+++ PROVIDED DATA

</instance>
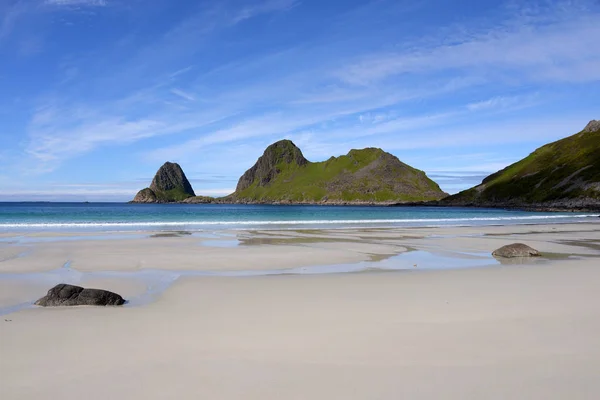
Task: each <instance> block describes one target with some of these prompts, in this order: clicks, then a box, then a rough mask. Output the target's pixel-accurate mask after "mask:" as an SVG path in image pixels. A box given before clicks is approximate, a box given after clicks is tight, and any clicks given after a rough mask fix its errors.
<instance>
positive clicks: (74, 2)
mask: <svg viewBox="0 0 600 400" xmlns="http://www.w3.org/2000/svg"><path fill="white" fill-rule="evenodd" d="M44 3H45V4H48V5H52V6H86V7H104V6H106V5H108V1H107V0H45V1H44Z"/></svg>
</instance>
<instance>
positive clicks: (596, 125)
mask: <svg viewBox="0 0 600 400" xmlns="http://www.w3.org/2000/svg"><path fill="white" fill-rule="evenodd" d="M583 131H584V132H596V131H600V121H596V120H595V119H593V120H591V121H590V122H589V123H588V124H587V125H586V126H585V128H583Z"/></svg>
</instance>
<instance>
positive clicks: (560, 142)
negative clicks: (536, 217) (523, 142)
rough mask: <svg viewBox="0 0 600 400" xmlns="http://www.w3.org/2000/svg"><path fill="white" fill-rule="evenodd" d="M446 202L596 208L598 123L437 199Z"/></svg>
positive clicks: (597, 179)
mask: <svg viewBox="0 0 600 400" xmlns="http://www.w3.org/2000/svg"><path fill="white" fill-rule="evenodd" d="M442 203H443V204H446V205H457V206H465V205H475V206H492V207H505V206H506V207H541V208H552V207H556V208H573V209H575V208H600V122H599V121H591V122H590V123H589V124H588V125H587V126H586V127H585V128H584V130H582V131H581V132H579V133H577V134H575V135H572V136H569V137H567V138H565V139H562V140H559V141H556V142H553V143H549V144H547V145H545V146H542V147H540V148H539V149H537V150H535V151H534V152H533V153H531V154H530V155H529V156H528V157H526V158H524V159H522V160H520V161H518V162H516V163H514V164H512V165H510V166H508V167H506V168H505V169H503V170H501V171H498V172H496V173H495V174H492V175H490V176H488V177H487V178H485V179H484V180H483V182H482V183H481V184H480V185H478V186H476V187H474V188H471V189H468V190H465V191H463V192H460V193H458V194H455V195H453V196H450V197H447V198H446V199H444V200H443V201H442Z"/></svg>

++++++

:: EXERCISE DETAILS ::
Repeat the lines above, starting at the first and stopping after the line that holds "negative clicks: (536, 217) (523, 142)", with the pictures left out.

:: EXPECTED ANSWER ::
</instance>
Task: each <instance> block describes one target with some of these prompts, in this order: clicks, then a box, then a rough mask. Output the target's pixel-accurate mask after "mask:" as an SVG path in image pixels. A box given before clicks is approximate, a box given after clicks is tight, and any clicks given after a rough mask fix its errors.
<instance>
positive clicks: (74, 2)
mask: <svg viewBox="0 0 600 400" xmlns="http://www.w3.org/2000/svg"><path fill="white" fill-rule="evenodd" d="M44 3H45V4H48V5H52V6H86V7H104V6H106V5H108V1H107V0H45V1H44Z"/></svg>
</instance>
<instance>
positive clicks: (596, 125)
mask: <svg viewBox="0 0 600 400" xmlns="http://www.w3.org/2000/svg"><path fill="white" fill-rule="evenodd" d="M583 131H584V132H596V131H600V121H596V120H595V119H593V120H591V121H590V122H589V123H588V124H587V125H586V126H585V128H583Z"/></svg>
</instance>
<instance>
positive clicks: (560, 142)
negative clicks: (536, 217) (523, 142)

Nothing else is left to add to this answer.